#### SELECTED EXTRACT

Every list of the DMV’s most notable businesses tends to draw from the same well: soul food institutions, Black-owned bookstores, beauty brands born from a side hustle. Those businesses matter, and plenty of them are excellent. But a parallel economy has grown up alongside them, built specifically by African immigrants and their children, and it rarely gets ranked on its own terms. This one does, with a narrower and more conservative list than originally planned. Three businesses considered for this ranking could not be confirmed as currently operating, or in one case could not be confirmed as African-owned at all, and were dropped rather than included on the strength of outdated or conflicting sourcing.
1. Elfegne, formerly Zenebech, Adams Morgan, Washington DC
This Ethiopian restaurant has one of the longest continuous runs of any African-owned business in the city, though it no longer operates under its original name. Zenebech Dessu and Gebrehanna Demissie opened it as an injera bakery in 1993, expanded it into a full restaurant by 1999, and the family rebranded the Adams Morgan location as Elfegne in recent years. Under either name, it has stayed in the same family’s hands, and Elfegne was still drawing fresh press coverage and Michelin Guide attention as of May 2026, according to Eater DC.

########
#### GIVEN RECORDS

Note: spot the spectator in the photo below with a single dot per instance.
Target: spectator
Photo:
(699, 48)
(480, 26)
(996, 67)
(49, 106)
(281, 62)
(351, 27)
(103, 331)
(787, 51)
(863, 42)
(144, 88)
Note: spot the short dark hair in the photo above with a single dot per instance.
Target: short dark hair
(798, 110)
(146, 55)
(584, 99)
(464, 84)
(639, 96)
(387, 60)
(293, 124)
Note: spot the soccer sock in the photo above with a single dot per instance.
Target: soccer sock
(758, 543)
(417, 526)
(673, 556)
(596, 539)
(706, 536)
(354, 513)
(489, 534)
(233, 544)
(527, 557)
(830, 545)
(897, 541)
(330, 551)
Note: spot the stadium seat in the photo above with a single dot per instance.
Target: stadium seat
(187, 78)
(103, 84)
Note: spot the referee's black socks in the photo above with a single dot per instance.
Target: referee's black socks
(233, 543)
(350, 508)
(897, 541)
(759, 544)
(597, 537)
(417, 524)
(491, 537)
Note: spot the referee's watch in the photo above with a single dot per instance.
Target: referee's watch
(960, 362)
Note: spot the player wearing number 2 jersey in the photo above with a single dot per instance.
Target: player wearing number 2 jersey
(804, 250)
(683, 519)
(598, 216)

########

EXERCISES ▸
A - In the ranking of African-owned DMV businesses, in what year did Zenebech Dessu and Gebrehanna Demissie open their injera bakery?
B - Resume the ranking of African-owned DMV businesses after its last sentence.

EXERCISE ANSWERS ▸
A - 1993

B -
2. Das Ethiopian Cuisine, Georgetown, Washington DC
This entry required a correction. The Georgetown space once belonged to Zed’s Ethiopian Restaurant, run by Zed Wondemu, but Zed’s closed permanently. In 2011, Sileshi Alifom, an Ethiopian-born former hotel consultant, opened Das Ethiopian Cuisine in the same townhouse, a business he still runs today and which continues to draw Michelin Guide recognition, according to the Michelin Guide. The restaurant carries the neighborhood’s Ethiopian dining tradition forward, but under a different founder than originally credited.

3. Kefa Café, Silver Spring, Maryland
Ethiopian immigrant Abeba Tsegaye and her siblings Abiy and Lene Tsegaye opened this coffee shop on Bonifant Street in 1996. The café marked its 30th anniversary on June 20, 2026, with a community celebration and newly unveiled facade improvements supported by Montgomery Housing Partnership, according to Bethesda Magazine. Tsegaye has described the shop’s regulars as family rather than customers, and the café has expanded to two satellite locations inside a Montgomery County library and recreation center, even as Purple Line construction has restricted foot traffic on Bonifant Street for years.

4. Abart Foods, Silver Spring, Maryland
A Ghanaian grocery on Georgia Avenue specializing in staples like kenkey, banku, and fufu flour, with an online store extending its reach to Ghanaian and West African customers outside the DMV. It remains one of the few African-owned retail operations in the region with a documented, currently active online storefront.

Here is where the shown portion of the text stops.